───── Given text

Aljosa Osep, Technical University in Munich
Abstract: Spatio-temporal interpretation of raw sensory data is vital for intelligent agents to understand how to interact with the environment and perceive how trajectories of moving agents evolve in the 4D continuum, i.e., 3D space and time. To this end, I will first talk about our recent efforts in the semantic and temporal understanding of raw sensory data. I will first present our work on multi-object and segmentation. Then, I will discuss how to generalize these ideas towards holistic temporal scene understanding, jointly tackling object instance segmentation, tracking, and semantic understanding of monocular video sequences and LiDAR streams. Finally, I will move on to the challenging problem of scaling object instance segmentation and tracking models to the open world, in which future mobile agents will need to continuously learn without explicit human supervision. In such scenarios, intelligent agents encounter and need to react to unknown dynamic objects that were not observed during the model training.
Franziska Meier, Facebook AI Research
Abstract: How can we teach robots new skills by simply showing them what to do? In this talk I’m going to present our recent work on learning reward functions from visual demonstrations via model-based inverse reinforcement learning. Given the reward function a robot can then learn the demonstrated task autonomously. More concretely, I will show how we can frame model-based IRL, as a bi-level optimization problem, which then allows to learn reward functions by directly minimizing the distance between a demonstrated trajectory and a predicted trajectory. In order to do so from visual demonstrations, a key ingredient is a visual dynamics model, that enables the robot to predict the visual trajectory if it were to execute a policy. I will discuss, the opportunities and challenges of this research directions, and will end with an outlook for future work.
Aditya Mandalika, University of Washington
Abstract: Robotics has become a part of the solution in various applications today: autonomous vehicles navigating busy streets, articulated robots tirelessly sorting packages in warehouses, feeding people in care homes and mobile robots assisting in rescue operations. Central to any robot that needs to navigate its environment for its application, is Motion Planning: the task of computing a collision-free motion for a (robotic) system between given start and goal states in an environment cluttered with obstacles. As tasks become more complex, there is a need to develop more sophisticated motion planning algorithms that can compute high quality solutions for the robot quickly.
In this talk, we will specifically investigate the computational bottlenecks in search for the shortest path on a graph: search effort and collision evaluations. Lazy search algorithms can efficiently solve shortest path problems where evaluating edges for collision is expensive, as is the case in robotics. We show that the existing algorithms can provably minimize the number of collision evaluations, but at the cost of increased graph operations. This can be prohibitively expensive in cluttered environments that necessitate large graphs. In this talk, we discuss a framework of lazy search algorithms that seamlessly interleave lazy search with edge evaluations to prevent wasted computational effort and to minimize the total planning time. I will close the talk with a brief discussion on the efficacy of the framework, the potential extensions and (exciting) future work.

──────────

(Tasks)
[a] Translate this sentence from the talk abstracts into Spanish: "Given the reward function a robot can then learn the demonstrated task autonomously."
[b] Continue the talk abstracts past their final sentence, keeping the same style.

───── Listed entries

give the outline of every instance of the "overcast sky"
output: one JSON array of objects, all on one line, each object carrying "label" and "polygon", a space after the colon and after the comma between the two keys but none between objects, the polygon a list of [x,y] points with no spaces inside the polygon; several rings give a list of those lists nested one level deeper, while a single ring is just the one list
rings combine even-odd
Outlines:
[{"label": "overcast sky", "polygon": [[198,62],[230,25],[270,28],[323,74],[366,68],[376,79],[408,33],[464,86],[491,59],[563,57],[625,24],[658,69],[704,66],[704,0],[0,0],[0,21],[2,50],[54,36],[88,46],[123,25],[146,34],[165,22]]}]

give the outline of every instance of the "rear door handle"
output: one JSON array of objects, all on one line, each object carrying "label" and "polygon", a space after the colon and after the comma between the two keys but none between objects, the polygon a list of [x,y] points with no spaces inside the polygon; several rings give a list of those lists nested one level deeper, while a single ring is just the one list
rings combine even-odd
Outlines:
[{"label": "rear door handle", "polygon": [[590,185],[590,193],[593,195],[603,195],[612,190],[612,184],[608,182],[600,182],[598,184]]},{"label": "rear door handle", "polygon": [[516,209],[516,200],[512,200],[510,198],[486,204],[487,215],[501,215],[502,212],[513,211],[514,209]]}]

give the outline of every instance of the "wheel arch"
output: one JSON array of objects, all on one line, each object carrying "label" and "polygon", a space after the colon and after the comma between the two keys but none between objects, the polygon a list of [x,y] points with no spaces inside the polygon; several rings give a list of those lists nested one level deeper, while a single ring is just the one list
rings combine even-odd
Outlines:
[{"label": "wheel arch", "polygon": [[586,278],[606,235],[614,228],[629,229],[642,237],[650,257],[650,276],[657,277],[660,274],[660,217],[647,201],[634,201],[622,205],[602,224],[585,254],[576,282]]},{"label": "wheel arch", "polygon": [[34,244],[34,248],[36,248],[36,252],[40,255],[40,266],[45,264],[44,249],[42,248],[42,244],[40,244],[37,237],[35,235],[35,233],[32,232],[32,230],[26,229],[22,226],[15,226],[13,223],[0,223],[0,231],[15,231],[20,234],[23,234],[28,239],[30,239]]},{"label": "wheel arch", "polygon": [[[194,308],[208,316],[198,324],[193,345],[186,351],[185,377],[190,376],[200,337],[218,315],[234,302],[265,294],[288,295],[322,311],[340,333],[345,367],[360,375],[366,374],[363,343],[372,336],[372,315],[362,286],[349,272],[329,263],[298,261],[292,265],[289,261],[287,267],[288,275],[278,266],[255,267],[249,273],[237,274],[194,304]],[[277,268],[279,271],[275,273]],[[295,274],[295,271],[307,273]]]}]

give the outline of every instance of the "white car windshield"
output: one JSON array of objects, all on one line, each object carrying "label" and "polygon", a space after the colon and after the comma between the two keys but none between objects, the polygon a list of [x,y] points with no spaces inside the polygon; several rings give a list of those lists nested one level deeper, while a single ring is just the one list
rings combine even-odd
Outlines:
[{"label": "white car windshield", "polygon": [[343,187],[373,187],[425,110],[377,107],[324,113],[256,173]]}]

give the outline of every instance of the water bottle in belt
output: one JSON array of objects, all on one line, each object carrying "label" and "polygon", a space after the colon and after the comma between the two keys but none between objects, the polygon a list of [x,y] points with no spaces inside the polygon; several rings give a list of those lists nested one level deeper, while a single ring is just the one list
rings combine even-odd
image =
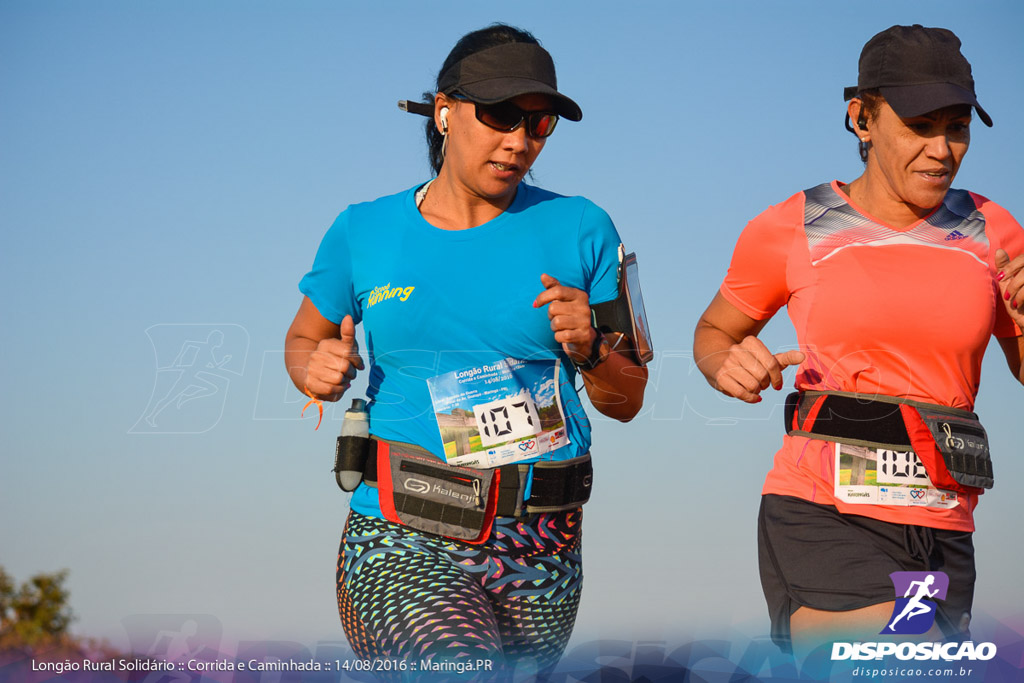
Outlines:
[{"label": "water bottle in belt", "polygon": [[334,452],[334,477],[342,490],[352,492],[362,481],[370,454],[370,415],[367,401],[353,398],[341,423],[341,436]]}]

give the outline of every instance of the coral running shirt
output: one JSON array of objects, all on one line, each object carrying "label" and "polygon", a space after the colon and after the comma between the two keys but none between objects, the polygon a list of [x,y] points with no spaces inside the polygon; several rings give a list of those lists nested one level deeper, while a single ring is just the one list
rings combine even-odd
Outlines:
[{"label": "coral running shirt", "polygon": [[[903,228],[853,204],[838,181],[794,195],[751,221],[722,295],[759,321],[782,306],[806,354],[798,390],[851,391],[973,410],[991,336],[1014,337],[999,299],[996,249],[1024,253],[1024,230],[984,197],[950,189]],[[783,437],[764,494],[795,496],[884,521],[974,530],[977,496],[958,505],[839,500],[836,444]]]}]

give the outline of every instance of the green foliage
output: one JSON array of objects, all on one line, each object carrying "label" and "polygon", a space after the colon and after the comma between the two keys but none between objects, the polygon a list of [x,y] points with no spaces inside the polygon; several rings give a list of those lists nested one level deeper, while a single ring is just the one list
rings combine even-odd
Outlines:
[{"label": "green foliage", "polygon": [[15,588],[0,566],[0,647],[34,647],[63,638],[75,618],[65,588],[68,570],[37,573]]}]

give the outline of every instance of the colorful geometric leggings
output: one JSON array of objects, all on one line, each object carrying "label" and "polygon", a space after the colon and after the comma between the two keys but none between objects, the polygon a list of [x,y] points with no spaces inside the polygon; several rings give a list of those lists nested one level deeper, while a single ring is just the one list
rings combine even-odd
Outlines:
[{"label": "colorful geometric leggings", "polygon": [[487,659],[496,679],[550,670],[580,606],[582,517],[498,517],[486,542],[469,545],[350,513],[338,555],[349,644],[360,658]]}]

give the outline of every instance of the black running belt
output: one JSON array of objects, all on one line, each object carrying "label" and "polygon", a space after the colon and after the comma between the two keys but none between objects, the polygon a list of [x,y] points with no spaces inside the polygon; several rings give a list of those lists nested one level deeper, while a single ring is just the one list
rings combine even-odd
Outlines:
[{"label": "black running belt", "polygon": [[[802,395],[795,391],[785,397],[785,430],[790,434],[864,441],[892,446],[894,450],[912,450],[899,403],[836,394],[801,400]],[[811,409],[819,402],[821,409],[814,418],[814,424],[803,429]]]},{"label": "black running belt", "polygon": [[[428,454],[424,450],[410,449],[406,445],[391,446],[399,452]],[[433,456],[431,456],[433,457]],[[443,465],[438,461],[439,465]],[[498,468],[501,480],[498,484],[498,508],[495,514],[502,517],[514,517],[517,511],[523,510],[522,490],[529,465],[512,463]],[[525,501],[528,511],[543,512],[547,509],[565,509],[570,505],[583,505],[590,500],[591,484],[594,478],[594,467],[589,457],[574,458],[571,461],[555,461],[532,463],[534,481],[530,485],[529,499]],[[377,442],[371,439],[370,453],[362,470],[362,479],[371,485],[377,485]],[[395,501],[402,494],[395,493]],[[441,506],[437,506],[440,508]],[[441,519],[439,511],[425,511],[421,515],[436,521]],[[417,513],[419,514],[419,513]]]}]

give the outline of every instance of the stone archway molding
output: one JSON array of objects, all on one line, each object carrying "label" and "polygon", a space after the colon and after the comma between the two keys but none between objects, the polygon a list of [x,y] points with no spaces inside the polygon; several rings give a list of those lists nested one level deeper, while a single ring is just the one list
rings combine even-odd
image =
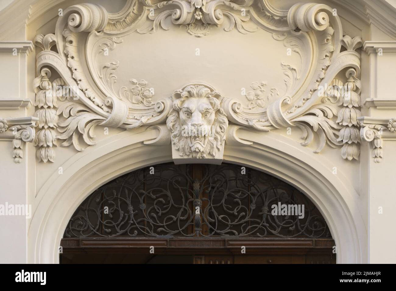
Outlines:
[{"label": "stone archway molding", "polygon": [[[126,131],[75,155],[53,174],[38,191],[28,240],[28,261],[57,263],[58,248],[67,222],[80,204],[93,190],[127,172],[172,160],[170,144],[148,146],[160,131],[144,127]],[[304,192],[326,219],[337,247],[337,263],[367,261],[366,230],[355,207],[359,196],[341,173],[333,175],[315,154],[291,146],[287,138],[272,133],[235,129],[244,145],[225,147],[224,161],[271,174]],[[250,145],[246,144],[251,144]],[[301,147],[299,147],[301,148]],[[147,158],[149,157],[149,158]],[[328,164],[331,164],[329,163]]]}]

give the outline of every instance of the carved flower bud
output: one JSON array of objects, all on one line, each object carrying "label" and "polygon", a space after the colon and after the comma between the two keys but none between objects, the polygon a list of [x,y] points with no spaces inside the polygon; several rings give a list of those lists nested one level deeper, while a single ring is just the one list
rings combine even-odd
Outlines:
[{"label": "carved flower bud", "polygon": [[0,118],[0,133],[4,132],[8,128],[8,124],[7,120],[4,118]]}]

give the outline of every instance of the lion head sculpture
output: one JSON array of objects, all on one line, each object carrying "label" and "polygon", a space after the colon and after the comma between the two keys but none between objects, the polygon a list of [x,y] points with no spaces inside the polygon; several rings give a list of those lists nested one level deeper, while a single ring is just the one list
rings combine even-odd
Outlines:
[{"label": "lion head sculpture", "polygon": [[202,85],[175,91],[166,125],[172,143],[184,157],[216,158],[225,140],[228,120],[220,107],[220,94]]}]

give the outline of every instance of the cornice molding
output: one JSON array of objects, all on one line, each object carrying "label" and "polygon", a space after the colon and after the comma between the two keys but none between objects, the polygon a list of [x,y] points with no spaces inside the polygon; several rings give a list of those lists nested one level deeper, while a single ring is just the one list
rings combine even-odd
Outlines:
[{"label": "cornice molding", "polygon": [[383,139],[396,139],[396,118],[362,116],[358,119],[362,139],[371,143],[374,162],[381,162],[383,157]]},{"label": "cornice molding", "polygon": [[29,55],[33,51],[34,48],[33,42],[29,40],[21,42],[0,41],[0,52],[12,52],[14,49],[16,48],[18,52]]},{"label": "cornice molding", "polygon": [[378,53],[378,50],[380,48],[384,53],[396,52],[396,40],[368,40],[363,44],[363,49],[369,55],[373,53]]},{"label": "cornice molding", "polygon": [[30,99],[0,98],[0,109],[19,109],[29,108],[31,104]]}]

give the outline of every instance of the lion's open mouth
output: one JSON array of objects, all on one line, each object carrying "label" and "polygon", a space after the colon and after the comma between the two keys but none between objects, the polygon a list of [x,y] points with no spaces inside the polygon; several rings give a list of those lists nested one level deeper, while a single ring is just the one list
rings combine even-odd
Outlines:
[{"label": "lion's open mouth", "polygon": [[202,135],[196,135],[190,137],[190,146],[193,152],[202,152],[205,148],[206,143],[207,137]]}]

──────────

(Answers)
[a] Dada la función de recompensa, un robot puede entonces aprender la tarea demostrada de forma autónoma.

[b]
Nathan Lambert, University of California, Berkeley
Abstract: Model-based reinforcement learning is developing into a useful candidate in data-efficient control synthesis for complex robotic tasks. Using simple one-step dynamics models learned from few data has proven useful in a wide variety of simulated and experimental tasks. Frequently, the one step-models are unrolled to form longer trajectory predictions for optimization in model-predictive control. In this talk, we detail how the dual optimizations of accurate one-step predictions and then a trajectory control mechanism can result in an objective mismatch. We then detail work that can begin to address this mismatch and improve the peak performance and computational efficiency of model-based reinforcement learning.
Majid Khadiv, Max-Planck Institute for Intelligent Systems
Abstract: Legged robots (especially humanoids) are the most suitable robot platform that could be deployed in our daily lives in the future. However, the complexity in the mechanical structure of these robots as well as the need for an advanced control software hindered progress in this field. On the hardware side, there is no standard hardware such that researchers can use to benchmark and compare their algorithms. Furthermore, legged robots are expensive and not every lab can afford to buy them for research. On the control side, the dynamics of these robots are highly complex which makes their control extremely challenging. This complexity has several aspects: 1) These robots are under-actuated and could easily fall down if not controlled properly, 2) locomotion can only be realized through establishing and breaking contact which enforces a hybrid dynamics, 3) The system is very high dimensional (up to 100 states and 50 control inputs) and the dynamic model is highly nonlinear, 4) the system is extremely constrained due to the limited amount of contact forces between the robot and the environment, etc. In this talk, I will first briefly present our recent efforts in the Open Dynamic Robot Initiative (ODRI) to provide the community with low-cost, but high-performance legged platforms that are fully open-source and can be replicated quickly using 3D-printing technology. I will also extensively talk about my recent efforts to find tractable ways at the intersection of optimal control and reinforcement learning to safely control legged robots in the presence of different uncertainties and disturbances.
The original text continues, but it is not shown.